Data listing

============================================================

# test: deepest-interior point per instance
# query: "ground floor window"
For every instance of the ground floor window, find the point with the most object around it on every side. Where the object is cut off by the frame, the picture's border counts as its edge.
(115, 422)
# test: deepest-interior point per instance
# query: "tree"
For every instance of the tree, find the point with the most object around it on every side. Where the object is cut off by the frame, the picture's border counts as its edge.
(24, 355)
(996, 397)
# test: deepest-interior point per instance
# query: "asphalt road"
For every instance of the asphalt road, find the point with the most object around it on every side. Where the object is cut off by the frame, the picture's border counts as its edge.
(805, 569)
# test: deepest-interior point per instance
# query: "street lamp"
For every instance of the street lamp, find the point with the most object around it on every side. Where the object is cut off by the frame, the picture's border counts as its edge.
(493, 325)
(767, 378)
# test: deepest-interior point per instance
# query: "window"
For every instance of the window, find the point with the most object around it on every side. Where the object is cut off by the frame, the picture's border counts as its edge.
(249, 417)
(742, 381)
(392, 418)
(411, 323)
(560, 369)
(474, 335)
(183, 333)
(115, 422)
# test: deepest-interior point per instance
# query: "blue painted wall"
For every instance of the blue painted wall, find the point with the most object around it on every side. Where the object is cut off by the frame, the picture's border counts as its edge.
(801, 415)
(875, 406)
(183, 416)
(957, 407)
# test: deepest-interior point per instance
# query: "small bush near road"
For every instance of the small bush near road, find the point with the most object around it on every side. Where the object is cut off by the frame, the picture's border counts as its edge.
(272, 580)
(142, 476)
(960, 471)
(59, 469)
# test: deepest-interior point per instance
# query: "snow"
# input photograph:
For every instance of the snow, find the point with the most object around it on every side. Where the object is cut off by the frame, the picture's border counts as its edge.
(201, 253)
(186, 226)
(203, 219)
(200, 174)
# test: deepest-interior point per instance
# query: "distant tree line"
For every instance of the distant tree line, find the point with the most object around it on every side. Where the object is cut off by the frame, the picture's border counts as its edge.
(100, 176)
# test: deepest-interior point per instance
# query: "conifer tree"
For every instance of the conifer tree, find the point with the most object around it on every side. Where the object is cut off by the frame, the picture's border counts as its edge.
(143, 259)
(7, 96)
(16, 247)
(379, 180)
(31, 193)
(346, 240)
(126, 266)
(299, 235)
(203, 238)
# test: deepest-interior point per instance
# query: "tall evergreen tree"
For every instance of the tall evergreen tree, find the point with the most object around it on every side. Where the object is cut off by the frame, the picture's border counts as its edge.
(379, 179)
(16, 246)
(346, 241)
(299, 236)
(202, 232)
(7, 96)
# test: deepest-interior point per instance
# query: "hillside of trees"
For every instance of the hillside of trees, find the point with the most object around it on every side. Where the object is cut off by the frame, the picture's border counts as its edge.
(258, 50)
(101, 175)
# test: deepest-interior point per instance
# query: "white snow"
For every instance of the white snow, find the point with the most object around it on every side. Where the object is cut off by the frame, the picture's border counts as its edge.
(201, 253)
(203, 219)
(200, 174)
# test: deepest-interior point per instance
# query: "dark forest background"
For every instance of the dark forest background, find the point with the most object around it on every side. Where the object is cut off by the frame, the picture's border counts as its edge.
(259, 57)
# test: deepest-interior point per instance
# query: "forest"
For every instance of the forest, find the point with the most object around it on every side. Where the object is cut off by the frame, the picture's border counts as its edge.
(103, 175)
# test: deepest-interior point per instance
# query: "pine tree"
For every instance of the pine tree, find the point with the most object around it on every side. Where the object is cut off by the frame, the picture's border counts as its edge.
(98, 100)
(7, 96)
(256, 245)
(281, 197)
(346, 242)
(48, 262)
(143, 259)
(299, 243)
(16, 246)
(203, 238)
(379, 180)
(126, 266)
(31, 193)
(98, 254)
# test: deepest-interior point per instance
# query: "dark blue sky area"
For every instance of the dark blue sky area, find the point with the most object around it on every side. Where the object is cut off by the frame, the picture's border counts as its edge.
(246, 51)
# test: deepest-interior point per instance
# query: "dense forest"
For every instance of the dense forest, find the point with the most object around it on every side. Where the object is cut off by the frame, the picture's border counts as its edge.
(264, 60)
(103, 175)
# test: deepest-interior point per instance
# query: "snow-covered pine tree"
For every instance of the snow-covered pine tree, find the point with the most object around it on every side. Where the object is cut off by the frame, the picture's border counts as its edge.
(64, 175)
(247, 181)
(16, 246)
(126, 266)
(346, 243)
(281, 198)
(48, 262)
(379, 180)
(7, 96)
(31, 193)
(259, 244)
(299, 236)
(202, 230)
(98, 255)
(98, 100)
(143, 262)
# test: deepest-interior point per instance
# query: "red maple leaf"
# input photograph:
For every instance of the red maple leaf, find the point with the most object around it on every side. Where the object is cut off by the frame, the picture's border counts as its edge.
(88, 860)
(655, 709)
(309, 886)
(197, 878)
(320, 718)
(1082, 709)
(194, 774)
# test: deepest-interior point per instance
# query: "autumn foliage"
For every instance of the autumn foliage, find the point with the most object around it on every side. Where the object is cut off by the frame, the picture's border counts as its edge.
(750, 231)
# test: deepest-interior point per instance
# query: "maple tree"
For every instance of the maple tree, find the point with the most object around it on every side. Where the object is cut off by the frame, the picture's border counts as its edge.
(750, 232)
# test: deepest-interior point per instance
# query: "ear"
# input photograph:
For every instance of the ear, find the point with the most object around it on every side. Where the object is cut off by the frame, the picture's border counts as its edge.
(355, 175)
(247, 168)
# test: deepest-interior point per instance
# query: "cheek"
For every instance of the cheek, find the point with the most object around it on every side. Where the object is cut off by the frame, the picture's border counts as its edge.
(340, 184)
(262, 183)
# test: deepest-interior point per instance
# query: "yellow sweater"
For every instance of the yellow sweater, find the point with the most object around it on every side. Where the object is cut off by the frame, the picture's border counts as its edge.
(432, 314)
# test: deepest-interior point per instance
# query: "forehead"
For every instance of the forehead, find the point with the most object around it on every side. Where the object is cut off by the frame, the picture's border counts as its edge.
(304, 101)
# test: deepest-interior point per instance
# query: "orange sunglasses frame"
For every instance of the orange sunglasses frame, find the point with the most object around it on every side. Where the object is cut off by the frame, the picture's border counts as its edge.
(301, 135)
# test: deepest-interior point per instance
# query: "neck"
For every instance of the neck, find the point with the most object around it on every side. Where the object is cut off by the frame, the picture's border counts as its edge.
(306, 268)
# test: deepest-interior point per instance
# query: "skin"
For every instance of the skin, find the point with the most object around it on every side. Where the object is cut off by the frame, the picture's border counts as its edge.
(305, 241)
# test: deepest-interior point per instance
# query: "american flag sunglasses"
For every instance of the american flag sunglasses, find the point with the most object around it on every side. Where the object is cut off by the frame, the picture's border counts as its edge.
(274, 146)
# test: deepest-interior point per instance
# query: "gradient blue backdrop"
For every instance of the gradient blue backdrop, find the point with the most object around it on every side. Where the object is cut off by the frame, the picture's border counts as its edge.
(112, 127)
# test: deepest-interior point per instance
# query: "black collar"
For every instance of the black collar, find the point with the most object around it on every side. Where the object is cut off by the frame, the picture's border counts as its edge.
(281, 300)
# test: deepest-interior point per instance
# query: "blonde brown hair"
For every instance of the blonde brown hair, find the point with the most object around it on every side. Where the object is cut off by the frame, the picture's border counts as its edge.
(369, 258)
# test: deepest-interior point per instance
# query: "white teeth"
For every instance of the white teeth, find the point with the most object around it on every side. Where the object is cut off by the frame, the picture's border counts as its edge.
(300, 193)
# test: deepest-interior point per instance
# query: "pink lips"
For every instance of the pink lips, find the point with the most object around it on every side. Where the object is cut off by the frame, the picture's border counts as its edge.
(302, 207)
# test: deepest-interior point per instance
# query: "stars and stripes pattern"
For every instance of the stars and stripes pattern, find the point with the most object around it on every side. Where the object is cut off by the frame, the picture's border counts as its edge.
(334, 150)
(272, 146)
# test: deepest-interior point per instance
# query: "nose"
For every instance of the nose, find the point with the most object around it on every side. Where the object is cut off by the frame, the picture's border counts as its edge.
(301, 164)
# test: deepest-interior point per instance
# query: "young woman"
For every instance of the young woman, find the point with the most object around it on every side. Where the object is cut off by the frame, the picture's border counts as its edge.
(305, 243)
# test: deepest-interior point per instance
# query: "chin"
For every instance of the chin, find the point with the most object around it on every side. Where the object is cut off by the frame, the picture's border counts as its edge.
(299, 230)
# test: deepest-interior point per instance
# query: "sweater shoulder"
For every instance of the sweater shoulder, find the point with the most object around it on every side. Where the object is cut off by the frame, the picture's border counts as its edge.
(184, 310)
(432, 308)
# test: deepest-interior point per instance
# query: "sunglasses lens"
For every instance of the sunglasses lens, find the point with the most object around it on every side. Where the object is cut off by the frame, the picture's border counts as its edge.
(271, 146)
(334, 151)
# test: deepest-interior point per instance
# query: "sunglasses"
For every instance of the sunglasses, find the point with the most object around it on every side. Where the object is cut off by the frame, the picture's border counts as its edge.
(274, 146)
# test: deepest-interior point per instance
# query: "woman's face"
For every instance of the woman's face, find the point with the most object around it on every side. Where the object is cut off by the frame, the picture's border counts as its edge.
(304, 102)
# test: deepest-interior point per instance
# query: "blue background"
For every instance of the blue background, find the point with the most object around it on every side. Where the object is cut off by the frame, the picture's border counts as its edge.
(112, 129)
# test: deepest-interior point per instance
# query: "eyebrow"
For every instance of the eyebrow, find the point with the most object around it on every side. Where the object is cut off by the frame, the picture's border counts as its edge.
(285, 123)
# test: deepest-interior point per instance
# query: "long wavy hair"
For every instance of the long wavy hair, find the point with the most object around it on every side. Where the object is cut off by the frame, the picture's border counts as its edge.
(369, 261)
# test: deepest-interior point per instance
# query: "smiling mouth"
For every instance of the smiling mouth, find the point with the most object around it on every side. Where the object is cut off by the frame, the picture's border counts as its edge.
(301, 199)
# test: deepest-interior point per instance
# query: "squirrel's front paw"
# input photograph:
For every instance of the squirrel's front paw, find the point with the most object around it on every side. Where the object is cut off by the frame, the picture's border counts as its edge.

============================================================

To do
Find every line in the material above that contains the word "street", and copy each of those lines.

Response to this task
# query: "street lamp"
For every instance of the street lamp, find the point with the most object around it on every side. Where the object is cut off by the frame, the picture's border counts as its edge.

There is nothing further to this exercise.